● **WORK INSTRUCTION**
Write the next part of the blog post about the shutdown, its politics and the new Fiona Apple album, picking up after its last sentence.

● **PROVIDED TEXT**
---+---

“Improve the Technology of Record Players. ’Cause I Mean, Common Needs His Slow Jams, and Everything.”


I should probably have some high-falutin’, memorable adage with which to open this post. And no, not because Common needs his slow jams. I mean because of this virus shutdown.

One main thing I miss, to be honest, is sports, and in fact my TV’s only gotten turned on one time since the last Michigan – Michigan St. basketball game, and it was in my sort of faux-humorous attempt to find some Saturday morning cartoons in concordance with a listen to “Breakfast Club” by Z-Trip. I guess I’m fishing for things to say, but there’s really nothing to say, and if it seems like everybody’s constantly saying a bunch of stuff on social media, well, that’s ’cause they’re a bunch of morons. No, I’m serious.

Look at what they say. The COVID is now a POLITICAL issue. There are people out there, and they’re called Republicans, who basically think this is like a “fake scare,” ignoring the fact that this disease has been deadly around the rest of the world as well and other major countries in Europe and Asia have initiated similar shutdowns to those imposed in America. They will scour the Internet for any infinitesimal “victory” they can score over the basic humanitarian heads of our country overlooking our safety, the latest of which is this absurd list of medical facilities apparently calling the sources of death the coronavirus when actually it were something else that caused the patient to die.

They politicize everything because if they were to sit back and actually guilelessly attempt to employ their right brain within a swatch situation in life, they would experience an amount of insecure ennui as to drive them into an ostensible state of complete misery bordering on dementia, the vacuous horror of having to apply one’s earnest mind to his or her own existential framework. One person even tried to make the argument that “The flu killed 34,000 people in America in 2019.” The problem was, at this point, this past month, the coronavirus had killed 43 through the course of about four weeks, and that was even a figure obviously mitigated by the social distancing reform that had been enforced at least several weeks prior. Wow, who’d have thought this guy wouldn’t have an argument after all?

Now, I’ve been dabbling in a little music criticism, listening to a LOT of music but I really don’t just mindlessly drivel out a feebly semantic transcription of my half-catatonic music-listening brain onto this site, as a general practice, even though it might seem like I do. The main existential quandary at this current time I’m facing is that I really can’t stand the new Fiona Apple album, especially troublesome since it actually got a PERFECT rating on Metacritic, something almost unthinkable (To Pimp a Butterfly fell short at 96/100, to put things in perspective).

---+---

● **SUPPLIED INFORMATION**
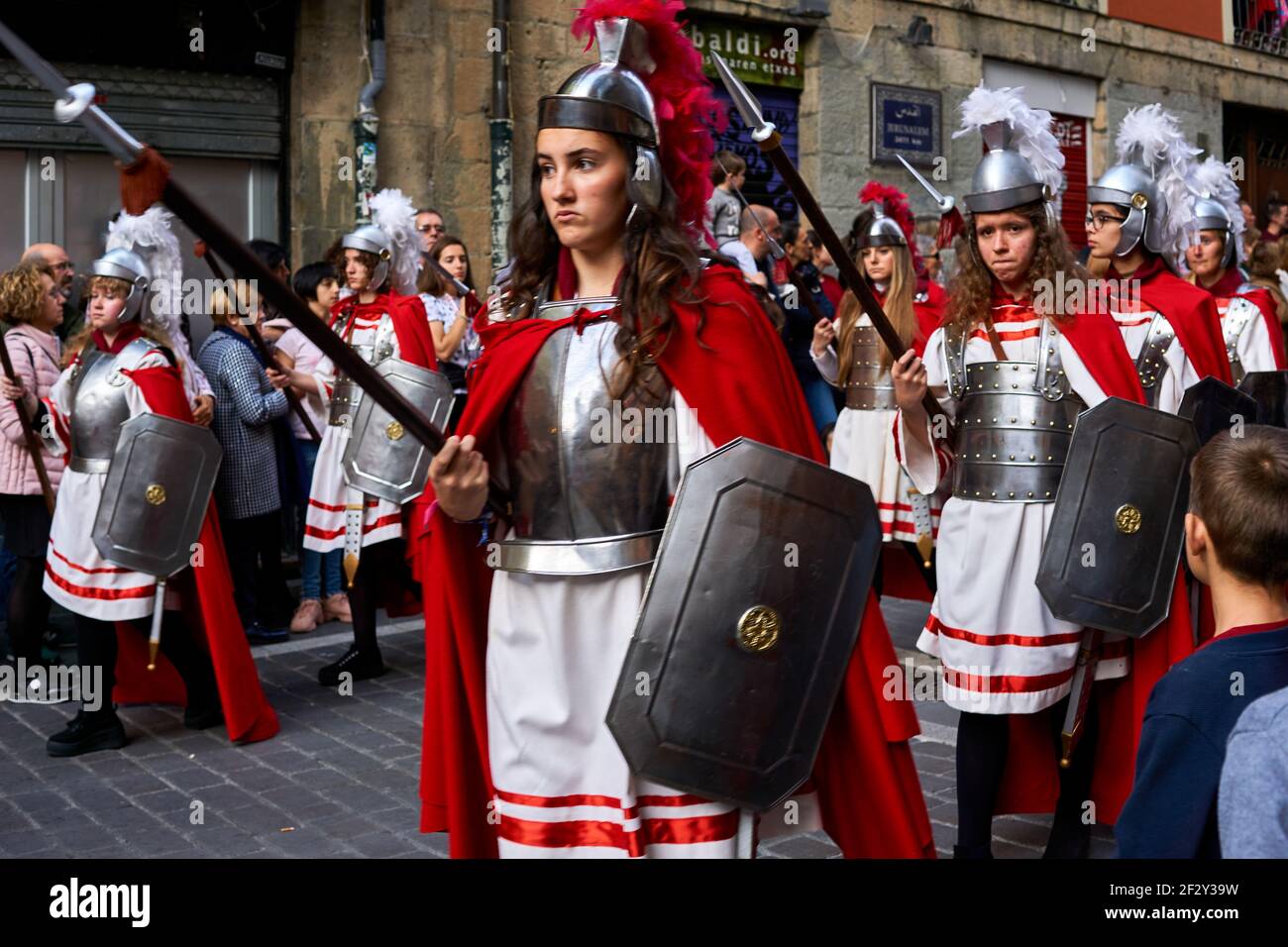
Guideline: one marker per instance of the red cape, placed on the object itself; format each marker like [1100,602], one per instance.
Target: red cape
[415,346]
[206,590]
[1030,781]
[1193,315]
[1228,287]
[866,779]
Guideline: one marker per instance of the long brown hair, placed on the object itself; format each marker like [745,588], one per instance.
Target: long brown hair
[662,265]
[898,308]
[970,292]
[433,282]
[77,342]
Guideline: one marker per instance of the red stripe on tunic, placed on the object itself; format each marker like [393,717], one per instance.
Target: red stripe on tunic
[936,628]
[342,508]
[82,569]
[107,594]
[1005,684]
[634,841]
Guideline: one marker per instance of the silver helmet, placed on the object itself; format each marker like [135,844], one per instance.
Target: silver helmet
[373,240]
[884,231]
[129,266]
[1210,215]
[610,97]
[1149,180]
[1132,187]
[1004,179]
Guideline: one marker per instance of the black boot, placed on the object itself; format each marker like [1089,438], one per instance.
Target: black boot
[88,732]
[362,664]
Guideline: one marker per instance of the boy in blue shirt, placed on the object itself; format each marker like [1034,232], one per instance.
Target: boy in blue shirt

---+---

● **RESPONSE FOR THIS EXERCISE**
And I don’t get it, at all. And no, I’m not some misogynist snit with his undies in his loins, at least not this particular time: I’m a vocal and ardent fan of the song “Jonathan” on her last album as well as much of Extraordinary Machine like “O Sailor” and “Oh Well,” to name a few choice cuts from that. I realize it’s subjective and everybody’s entitled to their opinion but sh** an event like this should UNITE people, not get people fishing for obtuse ways to praise this album like referring to dog barks as “invigorating,” which the Rolling Stone scribe saw fit to do, or thinking it would for some reason be good for the new Apple project to have “no pop forms,” as the Pitchfork girl put it. So like, the songs aren’t catchy? But they have dogs barking? So it’s like Pet Sounds but the songs suck?

Well, it’s SORT of like Pet Sounds but the songs suck, except throw in like an eon or two of this cu** bit**ing about her personal life, screeching like an annoying hyena into the microphone and also exhibiting blatant racism, making the titular “Shameika” character into a sort of bespectacled freak show act to which Apple was “exposed,” per the cruel machinations of the world, in her high school career.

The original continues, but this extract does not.